(本文抜粋):
....................

文章の構成が素晴らしい。本名が阿部か宇多田かというのは誰にとっても判別のできる単純明晰な具体例である。その話から一気に『深い絆で結ばれた二人でした。』まで持っていく。"絆"というのは極々抽象的な観念であり、ある2人の間に絆があるのかどうか、そしてその深さはどれ位か、なんて事はちょっと距離のある人間にはなかなかわからない。普通は、「そんな、人と人の絆の深さなんて主観的にしか言えないよね」となるのだが、本名の話という"誰でも違いがわかる"所から持っていく為、此処の"絆"という言葉に異様な説得力が生まれている。この流れの無駄の無さといったらもう。痺れるぜ。

この流れの作り方、Hikaruのラジオ番組の作り方とよく似ている。まだ私も解説の途中だが、Episode4「インディーズ特集」の導入部分を思いだそう。彼女は、インディーズらしさという抽象的な観念を説明する為に、まず誰でも違いがわかる所から始めている。メジャーよりインディーズの方がアーティストの取り分が多い、というお金の話から、放送禁止用語という如何にもインディーズな「メジャーじゃできない事」を具体例として持ってきてから、一時間かけて抽象的な"インディーズらしさ"を解説していく。彼女のPop Artistとしての矜持、「入り口は広く、出口は一点。」を体現する見事な番組構成だったが、今回のメッセはそれをたった一段落で成し遂げている。この簡潔明瞭にして熟慮と閃きを感じさせる構成、やはり美しいと形容せざるを得ない。

....................

(データ項目):
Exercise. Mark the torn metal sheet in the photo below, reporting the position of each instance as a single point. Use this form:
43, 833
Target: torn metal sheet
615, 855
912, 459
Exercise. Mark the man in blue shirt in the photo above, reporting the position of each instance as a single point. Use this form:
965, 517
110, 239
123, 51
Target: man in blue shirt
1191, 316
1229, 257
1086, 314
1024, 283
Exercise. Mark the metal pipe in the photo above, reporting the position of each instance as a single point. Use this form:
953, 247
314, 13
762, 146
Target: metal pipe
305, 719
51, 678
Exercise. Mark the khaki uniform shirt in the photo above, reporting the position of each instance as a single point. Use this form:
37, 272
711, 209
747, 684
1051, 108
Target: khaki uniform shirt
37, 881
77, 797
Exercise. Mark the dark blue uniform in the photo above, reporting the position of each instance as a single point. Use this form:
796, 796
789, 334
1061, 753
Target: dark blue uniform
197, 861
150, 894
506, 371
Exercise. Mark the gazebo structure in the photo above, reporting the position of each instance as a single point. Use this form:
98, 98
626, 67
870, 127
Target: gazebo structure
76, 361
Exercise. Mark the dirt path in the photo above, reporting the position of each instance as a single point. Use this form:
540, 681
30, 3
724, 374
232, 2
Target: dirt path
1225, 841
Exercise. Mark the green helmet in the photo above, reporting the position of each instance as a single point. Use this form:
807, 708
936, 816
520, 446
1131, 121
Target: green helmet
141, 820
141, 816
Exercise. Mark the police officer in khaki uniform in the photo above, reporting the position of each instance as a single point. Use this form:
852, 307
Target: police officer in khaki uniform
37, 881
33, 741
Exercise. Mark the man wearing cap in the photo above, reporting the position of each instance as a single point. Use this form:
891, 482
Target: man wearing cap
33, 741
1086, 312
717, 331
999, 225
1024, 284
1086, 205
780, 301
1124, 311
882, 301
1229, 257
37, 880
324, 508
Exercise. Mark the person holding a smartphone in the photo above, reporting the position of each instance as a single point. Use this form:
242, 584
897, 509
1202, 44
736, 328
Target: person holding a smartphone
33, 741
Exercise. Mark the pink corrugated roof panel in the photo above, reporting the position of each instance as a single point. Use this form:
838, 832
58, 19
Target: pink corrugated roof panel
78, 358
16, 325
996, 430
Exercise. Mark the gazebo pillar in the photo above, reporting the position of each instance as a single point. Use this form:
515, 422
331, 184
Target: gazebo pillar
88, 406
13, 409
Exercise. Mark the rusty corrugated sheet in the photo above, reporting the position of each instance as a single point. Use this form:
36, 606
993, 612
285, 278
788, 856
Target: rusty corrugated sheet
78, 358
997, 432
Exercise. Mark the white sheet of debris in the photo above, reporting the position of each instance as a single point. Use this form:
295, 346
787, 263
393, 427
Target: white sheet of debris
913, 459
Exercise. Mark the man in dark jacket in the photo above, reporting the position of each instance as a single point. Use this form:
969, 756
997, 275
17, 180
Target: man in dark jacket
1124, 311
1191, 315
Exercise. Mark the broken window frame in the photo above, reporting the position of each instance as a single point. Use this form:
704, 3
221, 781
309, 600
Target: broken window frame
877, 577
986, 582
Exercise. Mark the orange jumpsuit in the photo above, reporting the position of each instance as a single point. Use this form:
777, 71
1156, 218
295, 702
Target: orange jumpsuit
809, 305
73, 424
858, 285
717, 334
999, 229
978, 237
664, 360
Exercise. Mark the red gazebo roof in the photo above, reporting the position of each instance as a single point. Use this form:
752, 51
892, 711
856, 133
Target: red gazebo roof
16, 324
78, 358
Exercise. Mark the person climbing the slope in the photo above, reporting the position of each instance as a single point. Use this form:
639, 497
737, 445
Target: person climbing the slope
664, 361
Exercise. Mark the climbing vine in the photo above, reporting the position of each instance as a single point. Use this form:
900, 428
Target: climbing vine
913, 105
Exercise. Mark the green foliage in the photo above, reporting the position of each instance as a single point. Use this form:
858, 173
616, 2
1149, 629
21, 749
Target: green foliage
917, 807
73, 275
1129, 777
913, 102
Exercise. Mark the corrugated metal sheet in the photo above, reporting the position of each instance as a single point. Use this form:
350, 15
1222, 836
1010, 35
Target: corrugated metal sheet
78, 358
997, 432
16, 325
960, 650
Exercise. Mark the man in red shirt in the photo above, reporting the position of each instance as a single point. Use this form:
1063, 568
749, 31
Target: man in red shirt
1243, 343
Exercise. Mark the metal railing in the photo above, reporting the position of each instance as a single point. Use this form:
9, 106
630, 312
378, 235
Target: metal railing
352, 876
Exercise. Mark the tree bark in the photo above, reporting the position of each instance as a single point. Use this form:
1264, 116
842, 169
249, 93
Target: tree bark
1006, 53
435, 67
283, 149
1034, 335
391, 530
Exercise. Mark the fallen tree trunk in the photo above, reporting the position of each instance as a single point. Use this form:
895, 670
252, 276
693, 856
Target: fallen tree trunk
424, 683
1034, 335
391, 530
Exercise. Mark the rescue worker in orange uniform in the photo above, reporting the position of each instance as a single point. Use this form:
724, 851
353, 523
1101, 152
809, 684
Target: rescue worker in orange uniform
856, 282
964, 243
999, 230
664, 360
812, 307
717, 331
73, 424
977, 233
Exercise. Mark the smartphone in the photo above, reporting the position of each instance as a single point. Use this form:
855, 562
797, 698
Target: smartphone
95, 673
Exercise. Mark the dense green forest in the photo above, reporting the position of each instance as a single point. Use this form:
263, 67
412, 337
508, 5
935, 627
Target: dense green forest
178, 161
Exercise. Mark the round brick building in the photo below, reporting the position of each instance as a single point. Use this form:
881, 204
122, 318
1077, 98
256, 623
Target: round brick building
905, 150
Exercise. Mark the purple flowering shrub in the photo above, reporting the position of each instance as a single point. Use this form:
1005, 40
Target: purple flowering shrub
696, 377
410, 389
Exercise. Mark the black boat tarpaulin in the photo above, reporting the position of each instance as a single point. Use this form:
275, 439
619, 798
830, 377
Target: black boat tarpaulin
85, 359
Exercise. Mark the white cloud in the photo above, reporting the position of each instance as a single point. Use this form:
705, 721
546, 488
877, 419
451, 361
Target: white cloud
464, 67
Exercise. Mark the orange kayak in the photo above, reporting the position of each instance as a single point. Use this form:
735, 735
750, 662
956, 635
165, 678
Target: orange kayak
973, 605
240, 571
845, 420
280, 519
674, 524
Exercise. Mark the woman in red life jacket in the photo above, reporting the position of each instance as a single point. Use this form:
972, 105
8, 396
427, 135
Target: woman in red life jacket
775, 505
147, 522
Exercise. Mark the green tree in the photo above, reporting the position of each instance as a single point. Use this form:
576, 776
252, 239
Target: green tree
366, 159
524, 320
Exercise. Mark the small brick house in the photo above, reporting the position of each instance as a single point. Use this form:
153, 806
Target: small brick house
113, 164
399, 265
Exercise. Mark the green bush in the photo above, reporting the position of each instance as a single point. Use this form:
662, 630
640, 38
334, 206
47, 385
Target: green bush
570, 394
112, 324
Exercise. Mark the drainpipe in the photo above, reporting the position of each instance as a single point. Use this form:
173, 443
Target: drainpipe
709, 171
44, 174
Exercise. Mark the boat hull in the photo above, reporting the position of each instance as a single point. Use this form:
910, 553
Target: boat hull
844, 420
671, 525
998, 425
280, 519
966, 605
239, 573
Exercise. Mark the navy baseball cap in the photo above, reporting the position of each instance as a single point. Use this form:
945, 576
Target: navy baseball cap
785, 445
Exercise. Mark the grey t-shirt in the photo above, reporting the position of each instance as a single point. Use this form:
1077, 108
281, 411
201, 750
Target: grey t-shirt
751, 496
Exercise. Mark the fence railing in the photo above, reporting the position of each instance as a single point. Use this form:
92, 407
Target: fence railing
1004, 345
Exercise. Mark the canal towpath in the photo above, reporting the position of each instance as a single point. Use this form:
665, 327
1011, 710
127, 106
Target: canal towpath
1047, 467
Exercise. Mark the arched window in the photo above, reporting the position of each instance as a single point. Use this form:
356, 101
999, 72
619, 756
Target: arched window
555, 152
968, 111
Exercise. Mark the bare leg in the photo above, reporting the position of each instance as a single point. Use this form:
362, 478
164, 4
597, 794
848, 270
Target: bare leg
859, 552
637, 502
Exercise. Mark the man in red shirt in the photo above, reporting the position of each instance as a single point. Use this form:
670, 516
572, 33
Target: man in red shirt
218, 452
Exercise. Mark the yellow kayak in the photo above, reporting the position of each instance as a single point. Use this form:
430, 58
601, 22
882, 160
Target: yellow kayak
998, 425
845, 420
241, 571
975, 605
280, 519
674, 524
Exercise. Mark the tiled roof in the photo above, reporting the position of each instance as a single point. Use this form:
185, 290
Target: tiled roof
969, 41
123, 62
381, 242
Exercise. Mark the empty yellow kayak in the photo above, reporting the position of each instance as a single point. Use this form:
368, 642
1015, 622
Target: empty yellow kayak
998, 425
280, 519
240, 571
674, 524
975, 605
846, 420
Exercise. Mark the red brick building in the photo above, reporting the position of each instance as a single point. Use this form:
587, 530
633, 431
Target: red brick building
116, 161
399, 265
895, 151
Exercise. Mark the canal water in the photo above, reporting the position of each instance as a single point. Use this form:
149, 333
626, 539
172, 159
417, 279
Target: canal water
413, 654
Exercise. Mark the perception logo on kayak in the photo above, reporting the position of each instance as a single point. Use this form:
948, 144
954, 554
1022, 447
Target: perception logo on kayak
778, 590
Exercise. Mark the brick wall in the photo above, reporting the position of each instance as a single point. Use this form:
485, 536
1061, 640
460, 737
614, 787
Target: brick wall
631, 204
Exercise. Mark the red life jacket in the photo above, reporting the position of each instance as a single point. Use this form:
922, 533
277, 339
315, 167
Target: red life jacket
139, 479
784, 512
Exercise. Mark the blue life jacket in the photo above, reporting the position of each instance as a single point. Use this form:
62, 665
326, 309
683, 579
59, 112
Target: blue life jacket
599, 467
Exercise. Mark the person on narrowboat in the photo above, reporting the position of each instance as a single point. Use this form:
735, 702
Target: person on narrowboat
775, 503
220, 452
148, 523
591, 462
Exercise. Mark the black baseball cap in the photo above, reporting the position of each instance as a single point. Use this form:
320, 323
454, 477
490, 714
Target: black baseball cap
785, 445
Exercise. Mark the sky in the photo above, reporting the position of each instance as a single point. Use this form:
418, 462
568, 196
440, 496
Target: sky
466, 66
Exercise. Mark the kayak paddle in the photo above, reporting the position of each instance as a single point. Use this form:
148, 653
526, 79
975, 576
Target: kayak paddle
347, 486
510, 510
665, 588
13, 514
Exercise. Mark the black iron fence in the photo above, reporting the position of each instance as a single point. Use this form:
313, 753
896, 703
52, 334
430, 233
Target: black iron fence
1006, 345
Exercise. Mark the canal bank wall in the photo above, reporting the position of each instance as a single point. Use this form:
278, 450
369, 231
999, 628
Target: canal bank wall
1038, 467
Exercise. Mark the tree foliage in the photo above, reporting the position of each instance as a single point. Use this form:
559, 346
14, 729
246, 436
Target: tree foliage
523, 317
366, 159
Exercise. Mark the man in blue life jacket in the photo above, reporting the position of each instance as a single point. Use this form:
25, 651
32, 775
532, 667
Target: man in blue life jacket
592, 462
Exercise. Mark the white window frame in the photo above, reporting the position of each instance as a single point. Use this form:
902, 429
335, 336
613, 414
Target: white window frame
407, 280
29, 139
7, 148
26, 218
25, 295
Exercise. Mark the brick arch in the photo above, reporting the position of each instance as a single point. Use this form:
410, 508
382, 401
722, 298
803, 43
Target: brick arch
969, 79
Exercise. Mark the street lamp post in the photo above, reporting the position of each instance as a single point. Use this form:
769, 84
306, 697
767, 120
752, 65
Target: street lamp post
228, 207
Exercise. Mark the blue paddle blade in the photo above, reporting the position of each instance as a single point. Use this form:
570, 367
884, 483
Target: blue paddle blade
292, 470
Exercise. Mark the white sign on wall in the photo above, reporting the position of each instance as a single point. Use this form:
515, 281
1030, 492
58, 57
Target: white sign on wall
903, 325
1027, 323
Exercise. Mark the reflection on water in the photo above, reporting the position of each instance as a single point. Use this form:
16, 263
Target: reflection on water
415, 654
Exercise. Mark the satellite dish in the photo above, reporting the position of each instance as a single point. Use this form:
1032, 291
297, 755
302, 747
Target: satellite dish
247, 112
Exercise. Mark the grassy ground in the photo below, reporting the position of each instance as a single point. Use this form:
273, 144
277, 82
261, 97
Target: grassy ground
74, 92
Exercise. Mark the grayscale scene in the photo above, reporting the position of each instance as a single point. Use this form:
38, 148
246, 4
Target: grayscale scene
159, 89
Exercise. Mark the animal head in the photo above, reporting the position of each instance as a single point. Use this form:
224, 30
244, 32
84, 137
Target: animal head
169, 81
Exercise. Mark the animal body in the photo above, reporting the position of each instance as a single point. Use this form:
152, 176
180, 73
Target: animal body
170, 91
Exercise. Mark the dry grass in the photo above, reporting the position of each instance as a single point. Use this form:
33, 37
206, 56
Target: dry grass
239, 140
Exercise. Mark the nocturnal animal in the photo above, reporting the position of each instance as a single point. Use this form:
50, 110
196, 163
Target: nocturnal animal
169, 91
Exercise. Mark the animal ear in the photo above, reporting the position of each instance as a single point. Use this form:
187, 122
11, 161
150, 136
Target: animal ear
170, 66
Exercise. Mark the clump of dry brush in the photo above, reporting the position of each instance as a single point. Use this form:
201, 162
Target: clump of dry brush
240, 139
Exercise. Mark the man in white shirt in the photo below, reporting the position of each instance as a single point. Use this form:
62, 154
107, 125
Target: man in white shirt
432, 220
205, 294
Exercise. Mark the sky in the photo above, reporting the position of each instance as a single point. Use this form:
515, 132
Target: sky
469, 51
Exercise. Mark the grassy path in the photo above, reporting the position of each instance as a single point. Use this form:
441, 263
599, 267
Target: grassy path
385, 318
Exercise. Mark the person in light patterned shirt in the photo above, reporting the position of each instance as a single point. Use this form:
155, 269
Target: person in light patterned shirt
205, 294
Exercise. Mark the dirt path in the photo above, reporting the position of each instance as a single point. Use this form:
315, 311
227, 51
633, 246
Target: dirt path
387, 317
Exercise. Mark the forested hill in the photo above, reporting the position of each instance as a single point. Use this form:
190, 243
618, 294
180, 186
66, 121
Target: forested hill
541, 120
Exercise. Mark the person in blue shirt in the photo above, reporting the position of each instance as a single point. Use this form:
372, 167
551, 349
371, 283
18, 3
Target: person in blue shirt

....................

(記述課題 A):
本文の「この流れの作り方」で始まる段落を、主な事実を残したまま短く書き直してください。
(記述課題 B):
メッセの文章構成を論じた本文を、最後の文の後から書き継いでください。
項目は本文とは関係ありません。

(解答例 A):
この流れの作り方は、Hikaruのラジオ番組とよく似ている。Episode4「インディーズ特集」の導入で、彼女は抽象的な"インディーズらしさ"を説明するため、まず誰でも違いがわかる話から入った。メジャーよりインディーズの方がアーティストの取り分が多いというお金の話と、「メジャーじゃできない事」の具体例である放送禁止用語を示し、それから一時間かけて解説した。「入り口は広く、出口は一点。」というPop Artistとしての矜持を体現した構成であり、今回のメッセはそれをたった一段落で成し遂げている。その簡潔で熟慮を感じさせる構成は美しい。

(解答例 B):
恐ろしいのは、両方ともちゃんと"ヒカルの伝えたい事"、なのだ。片方を伝える為にもう片方を担ぎだしてきたのではなく、両方を伝えたくて、つまり、この場合だと母の本名と2人の絆についてなのだが、両方ともが相乗効果を生むようになっている。こうやって我々は出来上がった完成文しか見ておらず、それがあんまりにも明晰なのでその凄みはいまいち伝わりにくいかもしれないが、いざ白紙を目の前にした時に如何にこの境地に辿り着くまでが遠い事か。それこそ、毎日こうやって書いてる私はそこに果てしなささえ覚える。強い。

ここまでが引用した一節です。